Records to use
____________________
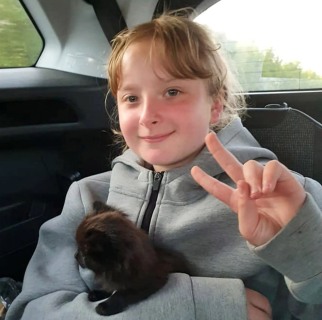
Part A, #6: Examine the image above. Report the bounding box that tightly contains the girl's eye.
[167,89,179,97]
[126,96,138,103]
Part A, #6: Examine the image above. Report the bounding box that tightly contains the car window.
[195,0,322,92]
[0,0,43,68]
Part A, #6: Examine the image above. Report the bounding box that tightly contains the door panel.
[0,68,112,280]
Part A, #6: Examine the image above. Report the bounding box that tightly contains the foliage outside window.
[0,0,43,68]
[196,0,322,92]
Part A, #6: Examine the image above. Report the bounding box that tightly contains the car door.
[0,1,112,280]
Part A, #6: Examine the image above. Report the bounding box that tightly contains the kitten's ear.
[93,201,115,214]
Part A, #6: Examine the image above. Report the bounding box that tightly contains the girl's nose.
[140,98,160,127]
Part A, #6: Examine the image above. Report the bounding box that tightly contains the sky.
[196,0,322,75]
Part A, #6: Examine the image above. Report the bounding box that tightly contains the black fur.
[75,202,188,315]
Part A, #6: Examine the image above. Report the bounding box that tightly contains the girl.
[7,14,322,320]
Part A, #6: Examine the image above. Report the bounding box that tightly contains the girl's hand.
[191,133,306,246]
[245,288,272,320]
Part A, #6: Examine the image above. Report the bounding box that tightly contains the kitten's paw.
[95,296,126,316]
[87,290,111,302]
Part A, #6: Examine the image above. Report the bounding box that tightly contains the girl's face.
[117,41,222,171]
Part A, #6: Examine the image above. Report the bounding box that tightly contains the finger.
[237,180,260,245]
[191,166,237,212]
[205,132,244,182]
[243,160,264,199]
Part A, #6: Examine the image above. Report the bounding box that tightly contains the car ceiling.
[21,0,218,78]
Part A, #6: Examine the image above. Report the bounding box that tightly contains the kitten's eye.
[166,89,180,97]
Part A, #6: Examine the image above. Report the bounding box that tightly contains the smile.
[141,131,174,143]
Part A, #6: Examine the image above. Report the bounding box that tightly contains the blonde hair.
[107,9,246,149]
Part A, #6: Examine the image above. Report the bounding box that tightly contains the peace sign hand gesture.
[191,133,306,246]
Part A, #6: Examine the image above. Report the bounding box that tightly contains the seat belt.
[84,0,127,43]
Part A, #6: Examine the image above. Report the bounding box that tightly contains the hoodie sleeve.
[250,178,322,304]
[6,183,247,320]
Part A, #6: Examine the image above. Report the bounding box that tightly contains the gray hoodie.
[6,119,322,320]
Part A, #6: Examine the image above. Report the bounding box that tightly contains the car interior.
[0,0,322,288]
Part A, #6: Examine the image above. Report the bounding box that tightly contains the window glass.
[0,0,43,68]
[195,0,322,91]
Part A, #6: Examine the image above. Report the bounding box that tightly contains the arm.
[192,134,322,304]
[6,183,247,320]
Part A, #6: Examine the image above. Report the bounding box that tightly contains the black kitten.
[75,202,187,315]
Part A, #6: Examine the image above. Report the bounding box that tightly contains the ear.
[210,98,223,124]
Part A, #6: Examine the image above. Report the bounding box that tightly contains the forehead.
[119,40,173,81]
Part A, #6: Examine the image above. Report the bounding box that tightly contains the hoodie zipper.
[141,171,164,233]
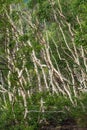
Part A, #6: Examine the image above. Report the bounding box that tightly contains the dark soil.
[39,118,87,130]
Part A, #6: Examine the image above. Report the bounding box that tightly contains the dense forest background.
[0,0,87,130]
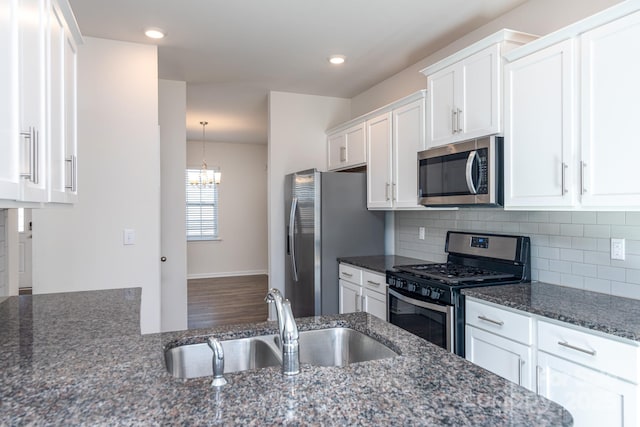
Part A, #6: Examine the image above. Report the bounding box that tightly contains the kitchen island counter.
[0,289,572,426]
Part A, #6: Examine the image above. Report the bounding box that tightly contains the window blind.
[185,169,218,240]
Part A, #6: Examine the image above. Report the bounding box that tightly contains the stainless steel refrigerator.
[285,169,384,317]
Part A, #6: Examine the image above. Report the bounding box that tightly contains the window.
[185,169,218,241]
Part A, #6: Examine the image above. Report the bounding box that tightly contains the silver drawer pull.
____________________
Work required
Output each line of the listing above as a numbered list, omitting blank lines and the pictures.

Answer for this exercise
1. Part A, #6: Examine the image above. Report the bounding box that tightly contains the girl's eye.
2. [167,89,179,97]
3. [126,96,138,103]
4. Part A, #6: Examine the image above. Report the bounding box that tightly contains the car window.
5. [195,0,322,92]
6. [0,0,43,68]
7. Part A, #6: Examine the image above. Report the bounding box that tightly contains the door panel.
8. [0,68,112,280]
9. Part A, #6: Examine the image above. Report the bounding box that tightly contains the foliage outside window.
10. [0,0,43,68]
11. [196,0,322,92]
12. Part A, #6: Examine the image above. Report the bounding box that tightly contains the car door.
13. [0,1,112,280]
14. Part A, #6: Examine the image above. Report the bounding box that tightly contains the kitten's ear.
15. [93,201,115,214]
16. Part A, #6: Examine the image above. Report the bounding box that tightly contains the girl's nose.
17. [140,98,160,127]
18. Part A, #6: Examine the image above. Report the bounding box that tightly contains the sky.
19. [196,0,322,75]
20. Part A, #6: Examine the image above. Report the bounding box that tightly contains the black fur.
21. [75,202,188,315]
22. Part A, #6: Examine the image above. Report the bounding box that tightly contains the girl.
23. [7,14,322,320]
24. Part A, #6: Examine the image above. Report the bounding box that tightly contains the girl's hand.
25. [191,133,306,246]
26. [245,288,272,320]
27. Part A, #6: Examine the image above. Report the bounding box that tightly contains the kitten's paw.
28. [95,296,126,316]
29. [87,290,111,302]
30. Part A, #6: Examine the image above. Report the bounding box that tightly contains the girl's face.
31. [117,41,222,171]
32. Part A, #6: Examine the image above. Report the bounding box that tightly contains the finger.
33. [237,180,260,245]
34. [191,166,237,212]
35. [205,132,244,182]
36. [243,160,264,199]
37. Part A, #6: Examine the image above. Report the bounding box that tightly contains the car ceiling.
38. [21,0,218,78]
39. Part A, #6: Examine the image above. Report the bounding box that tightly contains the kitten's eye.
40. [166,89,180,97]
41. Part A, #6: Examine the image above. Report the bounding box that tightly contains the smile.
42. [141,131,174,143]
43. Part A, #6: Examine the image above. Report the bounding box that tightly contains the blonde hair.
44. [107,9,246,149]
45. Part A, #6: Examine the image above. Report the bounding box that tightly contains the peace sign hand gesture.
46. [191,133,306,246]
47. Part A, #6: Examine the image above. Report the bounding box that tightly contains the seat belt.
48. [84,0,127,43]
49. Part A, #6: Examine the image above. Report the bounding box that tightly contains the hoodie sleeve.
50. [250,178,322,304]
51. [6,183,247,320]
52. Part A, #6: Examine the image above. Report the bounding box that tightly contains the gray hoodie.
53. [6,119,322,320]
54. Part A, #6: Examine the image above. Report the bounding box that tightly contains the car interior.
55. [0,0,322,288]
56. Part A, #6: Examine the image above. Report the bounding box that tightly contains the window glass.
57. [0,0,43,68]
58. [195,0,322,91]
59. Part A, #6: Examine the image above. Report the bounding box that tightly contains the arm.
60. [192,134,322,304]
61. [6,183,247,320]
62. Part A, #6: Examine the image above. Report the bounding box that tightly contains the black kitten.
63. [75,202,187,315]
64. Part A, #6: Examine the image above. Report the bounding box that tightly contains the ear.
65. [210,98,223,124]
66. Part A, #6: Examine the image above. Report the bounding box that tightly contains the forehead.
67. [119,40,173,81]
68. Part A, #6: Examine the image above. Report the bounding box that tightly contains the hoodie zipper.
69. [141,171,164,233]
70. Part A, #6: Examine the image above. Report the bounding box that tightly contains the dark soil.
71. [39,118,87,130]
72. Part A, #6: Examine the image above. Report the bounding box that tightly contains the dense forest background.
73. [0,0,87,130]
74. Part A, #6: Examine the image above. Report the bounding box that tightly contains the kitchen island counter.
75. [0,289,572,426]
76. Part A, #6: Examine the image above. Report the bounding box that tightly contains the window blind.
77. [185,169,218,240]
78. Part A, #6: Examine the image above. Report the bounding box that tightly contains the stainless steel refrigerator.
79. [285,169,384,317]
80. Part A, #6: Examine the image above. Report the bounding box that tightly contains the window.
81. [185,169,218,241]
82. Part A, #6: Examine the image above. Report the bounding box that tightly contains the silver drawer pull.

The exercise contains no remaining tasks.